═════ RECORDED INFORMATION ═════

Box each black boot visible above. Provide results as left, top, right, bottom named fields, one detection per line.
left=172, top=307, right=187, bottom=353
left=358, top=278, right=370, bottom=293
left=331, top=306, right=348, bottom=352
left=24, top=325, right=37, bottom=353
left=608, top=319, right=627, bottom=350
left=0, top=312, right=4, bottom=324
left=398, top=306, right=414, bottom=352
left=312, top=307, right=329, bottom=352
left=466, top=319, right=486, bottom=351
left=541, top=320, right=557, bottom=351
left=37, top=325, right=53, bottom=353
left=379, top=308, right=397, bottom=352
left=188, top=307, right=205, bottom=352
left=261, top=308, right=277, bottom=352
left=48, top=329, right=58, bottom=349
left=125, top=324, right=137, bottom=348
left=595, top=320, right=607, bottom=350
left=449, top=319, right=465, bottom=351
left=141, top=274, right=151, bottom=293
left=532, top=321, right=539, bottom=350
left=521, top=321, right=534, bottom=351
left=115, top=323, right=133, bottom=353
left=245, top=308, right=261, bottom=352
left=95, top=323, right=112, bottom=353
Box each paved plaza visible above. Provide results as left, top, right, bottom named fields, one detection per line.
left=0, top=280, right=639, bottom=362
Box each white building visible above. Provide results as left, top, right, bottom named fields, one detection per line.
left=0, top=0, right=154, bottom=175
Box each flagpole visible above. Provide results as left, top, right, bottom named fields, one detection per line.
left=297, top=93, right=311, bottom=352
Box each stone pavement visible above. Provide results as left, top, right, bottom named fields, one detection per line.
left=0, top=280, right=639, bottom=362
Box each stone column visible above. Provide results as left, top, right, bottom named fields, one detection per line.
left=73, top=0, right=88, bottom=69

═════

TASK REQUIREMENTS: The answer must be the data above, repeated exactly as it stands.

OUTPUT OF THE TASK:
Box each black boot visible above. Provide results as left, top, right, bottom named fields, one detection per line.
left=172, top=307, right=187, bottom=353
left=358, top=278, right=370, bottom=293
left=331, top=306, right=348, bottom=352
left=24, top=325, right=37, bottom=353
left=608, top=319, right=627, bottom=350
left=0, top=312, right=4, bottom=324
left=398, top=306, right=414, bottom=352
left=312, top=307, right=329, bottom=352
left=466, top=319, right=486, bottom=351
left=541, top=320, right=557, bottom=351
left=37, top=325, right=53, bottom=353
left=379, top=308, right=397, bottom=352
left=188, top=307, right=205, bottom=352
left=261, top=308, right=277, bottom=352
left=48, top=329, right=58, bottom=349
left=125, top=324, right=137, bottom=348
left=595, top=320, right=607, bottom=350
left=449, top=319, right=465, bottom=351
left=141, top=274, right=151, bottom=293
left=532, top=321, right=539, bottom=350
left=521, top=321, right=534, bottom=351
left=115, top=323, right=133, bottom=353
left=245, top=308, right=261, bottom=352
left=95, top=323, right=112, bottom=353
Box each paved plaza visible above. Provide results as left, top, right, bottom named fields, one detection per line.
left=0, top=280, right=639, bottom=362
Box each white building visible above. Provide results as left, top, right, bottom named fields, one detection per line.
left=0, top=0, right=154, bottom=175
Box each flagpole visible above. Provide results as left, top, right, bottom named fields, one detection per line.
left=297, top=93, right=311, bottom=352
Box each stone pavement visible above. Provide results as left, top, right, bottom named fields, one detection per line.
left=0, top=280, right=639, bottom=362
Box each stone column visible above. Provide results as left, top, right, bottom named fields, one detection per line.
left=73, top=0, right=88, bottom=69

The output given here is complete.